[Saved entries]
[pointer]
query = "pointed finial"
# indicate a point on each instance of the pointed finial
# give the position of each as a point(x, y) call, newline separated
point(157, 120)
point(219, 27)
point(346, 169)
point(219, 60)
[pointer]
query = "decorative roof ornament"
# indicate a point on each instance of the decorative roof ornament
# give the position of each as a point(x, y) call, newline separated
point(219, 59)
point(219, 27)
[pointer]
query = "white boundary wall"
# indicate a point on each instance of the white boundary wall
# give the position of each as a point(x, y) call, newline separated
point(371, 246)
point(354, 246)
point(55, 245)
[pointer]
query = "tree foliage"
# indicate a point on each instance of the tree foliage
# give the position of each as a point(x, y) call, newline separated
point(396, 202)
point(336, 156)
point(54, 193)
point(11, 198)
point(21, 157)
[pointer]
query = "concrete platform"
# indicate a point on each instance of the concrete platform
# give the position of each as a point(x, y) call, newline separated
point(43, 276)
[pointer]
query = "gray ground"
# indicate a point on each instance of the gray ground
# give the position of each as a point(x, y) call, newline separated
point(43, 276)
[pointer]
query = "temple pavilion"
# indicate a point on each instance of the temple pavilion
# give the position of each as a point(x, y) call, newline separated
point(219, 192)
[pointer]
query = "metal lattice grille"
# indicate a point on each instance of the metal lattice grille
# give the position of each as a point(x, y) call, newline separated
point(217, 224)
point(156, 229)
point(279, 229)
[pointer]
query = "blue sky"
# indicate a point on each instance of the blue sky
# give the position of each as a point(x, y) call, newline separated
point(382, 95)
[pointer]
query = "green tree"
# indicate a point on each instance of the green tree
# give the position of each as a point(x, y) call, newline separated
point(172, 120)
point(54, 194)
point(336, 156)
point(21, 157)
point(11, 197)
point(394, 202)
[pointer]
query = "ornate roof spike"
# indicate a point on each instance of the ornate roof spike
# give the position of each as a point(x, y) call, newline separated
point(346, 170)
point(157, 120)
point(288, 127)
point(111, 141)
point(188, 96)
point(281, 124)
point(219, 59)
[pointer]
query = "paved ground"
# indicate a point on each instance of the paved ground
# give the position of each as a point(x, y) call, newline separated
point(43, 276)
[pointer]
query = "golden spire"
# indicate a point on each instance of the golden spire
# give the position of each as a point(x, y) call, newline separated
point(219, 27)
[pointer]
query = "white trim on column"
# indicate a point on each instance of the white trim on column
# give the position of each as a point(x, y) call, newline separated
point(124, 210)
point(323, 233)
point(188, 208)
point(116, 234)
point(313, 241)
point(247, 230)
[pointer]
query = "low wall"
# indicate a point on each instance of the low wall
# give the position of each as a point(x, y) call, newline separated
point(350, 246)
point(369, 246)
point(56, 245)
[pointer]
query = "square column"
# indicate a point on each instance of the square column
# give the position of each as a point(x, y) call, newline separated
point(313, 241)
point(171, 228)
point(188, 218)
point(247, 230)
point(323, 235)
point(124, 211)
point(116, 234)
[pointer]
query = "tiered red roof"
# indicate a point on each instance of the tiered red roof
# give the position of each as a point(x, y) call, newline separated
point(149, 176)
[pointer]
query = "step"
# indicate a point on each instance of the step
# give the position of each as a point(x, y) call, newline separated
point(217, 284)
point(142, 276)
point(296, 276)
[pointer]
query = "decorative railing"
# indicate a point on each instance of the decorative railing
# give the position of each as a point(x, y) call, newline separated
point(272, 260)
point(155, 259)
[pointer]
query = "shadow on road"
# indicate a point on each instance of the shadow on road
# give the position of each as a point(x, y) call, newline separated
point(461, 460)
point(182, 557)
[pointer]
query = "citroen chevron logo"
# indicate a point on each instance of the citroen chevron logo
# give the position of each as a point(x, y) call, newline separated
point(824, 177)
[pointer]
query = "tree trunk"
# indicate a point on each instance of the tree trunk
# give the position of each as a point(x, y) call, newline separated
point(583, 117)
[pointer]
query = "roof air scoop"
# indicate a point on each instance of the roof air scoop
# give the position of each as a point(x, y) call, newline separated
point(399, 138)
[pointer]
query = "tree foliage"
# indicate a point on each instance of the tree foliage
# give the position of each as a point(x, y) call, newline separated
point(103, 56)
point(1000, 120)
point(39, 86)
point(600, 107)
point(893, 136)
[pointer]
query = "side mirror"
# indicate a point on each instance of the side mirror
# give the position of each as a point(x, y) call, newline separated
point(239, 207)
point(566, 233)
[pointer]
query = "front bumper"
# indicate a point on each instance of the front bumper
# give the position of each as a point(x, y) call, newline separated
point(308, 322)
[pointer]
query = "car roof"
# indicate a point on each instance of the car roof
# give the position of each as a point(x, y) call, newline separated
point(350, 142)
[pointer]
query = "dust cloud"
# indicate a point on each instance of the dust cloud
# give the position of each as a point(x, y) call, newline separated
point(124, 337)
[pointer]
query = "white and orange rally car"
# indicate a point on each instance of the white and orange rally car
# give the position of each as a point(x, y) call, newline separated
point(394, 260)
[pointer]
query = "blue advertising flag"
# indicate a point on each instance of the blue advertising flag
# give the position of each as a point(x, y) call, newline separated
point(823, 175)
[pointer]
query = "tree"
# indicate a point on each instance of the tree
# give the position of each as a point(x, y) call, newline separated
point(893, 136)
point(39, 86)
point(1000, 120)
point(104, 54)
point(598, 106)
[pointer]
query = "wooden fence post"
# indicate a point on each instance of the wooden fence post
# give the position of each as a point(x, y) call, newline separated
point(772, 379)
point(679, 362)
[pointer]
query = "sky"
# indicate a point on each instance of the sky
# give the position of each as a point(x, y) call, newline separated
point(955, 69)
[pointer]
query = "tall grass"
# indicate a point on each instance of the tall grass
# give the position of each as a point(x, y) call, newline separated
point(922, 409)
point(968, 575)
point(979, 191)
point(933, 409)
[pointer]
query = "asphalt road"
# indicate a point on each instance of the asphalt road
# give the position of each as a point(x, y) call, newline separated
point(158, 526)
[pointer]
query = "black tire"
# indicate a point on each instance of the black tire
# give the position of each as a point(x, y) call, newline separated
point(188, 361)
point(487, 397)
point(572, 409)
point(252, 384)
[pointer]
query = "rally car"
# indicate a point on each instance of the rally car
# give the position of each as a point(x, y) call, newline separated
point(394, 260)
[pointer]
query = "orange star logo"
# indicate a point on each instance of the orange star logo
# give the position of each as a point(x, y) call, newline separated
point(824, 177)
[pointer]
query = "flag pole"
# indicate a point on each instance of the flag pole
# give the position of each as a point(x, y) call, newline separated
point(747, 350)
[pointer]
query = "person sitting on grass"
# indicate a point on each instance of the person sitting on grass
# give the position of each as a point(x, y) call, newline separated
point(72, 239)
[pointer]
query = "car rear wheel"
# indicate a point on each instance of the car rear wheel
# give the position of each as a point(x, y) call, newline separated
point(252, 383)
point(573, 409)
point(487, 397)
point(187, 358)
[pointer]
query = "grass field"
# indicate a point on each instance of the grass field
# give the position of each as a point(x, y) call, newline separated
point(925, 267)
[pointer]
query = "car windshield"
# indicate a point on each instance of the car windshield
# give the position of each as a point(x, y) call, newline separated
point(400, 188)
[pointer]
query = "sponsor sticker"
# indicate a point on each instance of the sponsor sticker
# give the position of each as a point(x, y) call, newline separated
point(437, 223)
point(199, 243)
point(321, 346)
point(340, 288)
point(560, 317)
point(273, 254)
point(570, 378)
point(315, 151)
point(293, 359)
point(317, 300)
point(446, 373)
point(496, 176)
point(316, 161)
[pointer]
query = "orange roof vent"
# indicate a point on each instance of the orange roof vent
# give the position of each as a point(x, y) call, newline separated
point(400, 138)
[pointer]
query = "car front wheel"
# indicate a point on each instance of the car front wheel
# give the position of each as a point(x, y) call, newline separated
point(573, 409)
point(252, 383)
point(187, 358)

■ EXERCISE TASK ■
Write the material out again in its entirety, exactly as shown.

■ RESPONSE TO THIS EXERCISE ■
[pointer]
query = "pointed finial"
# indicate a point on each instance of the pointed finial
# give the position of each as a point(x, y) call, newline separated
point(157, 120)
point(219, 27)
point(346, 169)
point(219, 60)
[pointer]
query = "decorative roof ornament"
# indicate a point on each instance of the decorative roof ornament
# give the position of each as a point(x, y) call, newline separated
point(219, 59)
point(219, 27)
[pointer]
query = "white boundary wall"
# indicate a point on each instance of the white boundary wall
# give the position of each as a point(x, y) call, newline separated
point(371, 246)
point(354, 246)
point(55, 245)
[pointer]
query = "tree foliage"
# indicate a point on each instance of the tree foliage
# give the position of each as a point(x, y) call, newline separated
point(396, 202)
point(336, 156)
point(54, 193)
point(11, 198)
point(21, 157)
[pointer]
query = "concrete platform"
# indicate a point on each instance of the concrete platform
# give the position of each as a point(x, y) call, newline separated
point(43, 276)
[pointer]
query = "gray ground"
# indicate a point on each instance of the gray ground
# give the position of each as a point(x, y) call, newline separated
point(43, 276)
[pointer]
query = "temple pavilion"
# indicate a point on each instance of the temple pavilion
# give the position of each as a point(x, y) call, newline separated
point(219, 192)
[pointer]
query = "metal lattice grille"
# indicate a point on each instance of the metal lattice grille
# give the position of each as a point(x, y) call, newline separated
point(217, 224)
point(156, 229)
point(279, 229)
[pointer]
query = "blue sky"
# indicate a point on each instance of the blue sky
# give the position of each as a point(x, y) call, newline separated
point(382, 95)
[pointer]
query = "green tree"
# indicate a point on each instance of the green tree
# give the position of each as a point(x, y) call, newline separated
point(172, 120)
point(54, 194)
point(336, 156)
point(21, 157)
point(11, 197)
point(394, 202)
[pointer]
query = "ornate roof spike"
# indicate a point on each instance of the ornate roof spike
# give the position of each as a point(x, y) call, newline separated
point(346, 170)
point(157, 120)
point(288, 127)
point(111, 141)
point(188, 96)
point(281, 124)
point(219, 59)
[pointer]
query = "paved ground"
# indicate a point on each instance of the paved ground
# give the position of each as a point(x, y) call, newline separated
point(43, 276)
[pointer]
query = "golden spire"
# indicate a point on each instance of the golden spire
# give the position of each as a point(x, y) call, newline separated
point(219, 27)
[pointer]
query = "white trim on column"
# indicate a point on each instance of the white trim on column
# give the position of each as a point(x, y) call, newline separated
point(124, 210)
point(323, 233)
point(188, 208)
point(116, 234)
point(313, 241)
point(247, 230)
[pointer]
query = "low wall"
# indicate a point on each instance of the low wall
# give the position of each as a point(x, y) call, newline separated
point(350, 246)
point(369, 246)
point(56, 245)
[pointer]
query = "square column"
# indicate a point on each instance of the square column
# give the position of each as a point(x, y) call, newline separated
point(313, 241)
point(171, 228)
point(188, 218)
point(247, 230)
point(323, 235)
point(124, 211)
point(116, 234)
[pointer]
query = "tiered red roof"
# indicate a point on each instance of the tiered red roof
# give the position of each as a point(x, y) call, newline separated
point(149, 176)
[pointer]
query = "step"
# indicate a point on each instance of the step
# give the position of each as a point(x, y) call, newline separated
point(217, 284)
point(142, 276)
point(296, 276)
[pointer]
query = "decorative railing"
# indicate a point on each instance of the decorative railing
# give the position of each as a point(x, y) call, newline separated
point(272, 260)
point(155, 259)
[pointer]
query = "shadow on road"
# indicate a point on each instance of the shadow on road
# give the position of each as a point(x, y) call, newline separated
point(461, 460)
point(182, 557)
[pointer]
query = "citroen chevron logo"
# indicate a point on each instance of the citroen chevron logo
# give the position of each as a point(x, y) call, newline separated
point(824, 177)
[pointer]
query = "tree trunk"
# indicate a point on each instance of the tree trunk
# give the position of each as a point(x, y) call, newline separated
point(583, 117)
[pointer]
query = "roof air scoop"
# indicate a point on each instance of the roof air scoop
# give the position of each as a point(x, y) call, newline separated
point(399, 138)
[pointer]
query = "tree foliage"
# indicate a point on each instance of the tree foliage
# give the position of each as a point(x, y) call, newline separated
point(103, 56)
point(1000, 120)
point(39, 86)
point(600, 107)
point(893, 136)
[pointer]
query = "side mirror"
# indicate a point on each instance of the side mirror
# give the position of each as a point(x, y) call, newline separated
point(239, 207)
point(566, 233)
[pointer]
query = "front bumper"
# indicate a point on each instance of the front bumper
# give the position of each as a point(x, y) call, newline separated
point(308, 322)
[pointer]
query = "car roof"
# indicate a point on each instance of the car roof
# give the position of each as a point(x, y) call, newline separated
point(350, 142)
[pointer]
query = "dust cloud"
# indicate a point on each instance of the dust cloud
# give the position of each as a point(x, y) call, newline separated
point(124, 337)
[pointer]
query = "white and orange rally car"
# indicate a point on each instance of the white and orange rally car
# give the position of each as a point(x, y) call, newline separated
point(394, 260)
[pointer]
query = "blue advertising flag"
# indicate a point on each instance of the blue advertising flag
# give the position of each as a point(x, y) call, newline separated
point(823, 175)
[pointer]
query = "tree"
# indicate a point on each instance of the tree
# give the position of each as a point(x, y) call, newline separated
point(893, 136)
point(39, 86)
point(1000, 120)
point(104, 54)
point(598, 106)
[pointer]
query = "wooden fence post"
# indicate a point on each instance of the wooden fence post
# give the position of each as a point(x, y) call, newline separated
point(772, 379)
point(679, 362)
[pointer]
query = "sky"
# indicate a point on each instance of the sky
# give the position of each as a point(x, y) call, newline separated
point(955, 69)
[pointer]
query = "tall grass"
# indicate a point on each instance of the tall grass
# give the position of each as a point(x, y) call, newline separated
point(922, 409)
point(968, 575)
point(979, 191)
point(933, 409)
[pointer]
query = "asphalt road"
# indicate a point on each instance of the asphalt road
# give the position of each as a point(x, y) call, newline separated
point(158, 526)
[pointer]
query = "black tire"
# indicate a point on each instance of the black tire
# give the position of each as a point(x, y) call, newline separated
point(188, 361)
point(487, 397)
point(572, 409)
point(252, 384)
[pointer]
query = "rally car"
# indicate a point on each instance of the rally car
# give the position of each as a point(x, y) call, newline separated
point(394, 260)
[pointer]
query = "orange star logo"
# indicate a point on each instance of the orange star logo
# give the position of each as a point(x, y) call, newline separated
point(824, 177)
[pointer]
query = "flag pole"
# indicate a point on each instance of the flag pole
# give the position of each as a point(x, y) call, newline separated
point(747, 350)
[pointer]
query = "person sitting on grass"
# indicate a point on each instance of the person sitting on grass
# give the position of each as a point(x, y) call, newline separated
point(72, 239)
[pointer]
query = "car rear wheel"
# indicate a point on each instance of the car rear wheel
# give the position of each as a point(x, y) call, newline separated
point(252, 383)
point(573, 409)
point(487, 397)
point(187, 358)
[pointer]
query = "grass field"
# indicate a point on each instance of the grass field
# give the position of each as a point(x, y) call, newline separated
point(925, 267)
[pointer]
query = "car windshield"
# indicate a point on each instance of the car windshield
# give the position of each as a point(x, y) call, newline separated
point(400, 188)
[pointer]
query = "sponsor sticker"
# indicate a point on each instance of the sponsor sticker
# give the position of each as a point(x, y) call, newline separated
point(437, 223)
point(199, 243)
point(321, 346)
point(340, 288)
point(560, 317)
point(273, 254)
point(570, 378)
point(315, 151)
point(293, 359)
point(317, 300)
point(446, 373)
point(496, 176)
point(316, 161)
[pointer]
query = "orange roof vent"
# indicate a point on each instance of the orange roof vent
# give the position of each as a point(x, y) call, newline separated
point(400, 138)
[pointer]
query = "car front wheel"
# indicate a point on each instance of the car front wheel
# give the position of each as a point(x, y) call, newline separated
point(573, 409)
point(252, 383)
point(187, 358)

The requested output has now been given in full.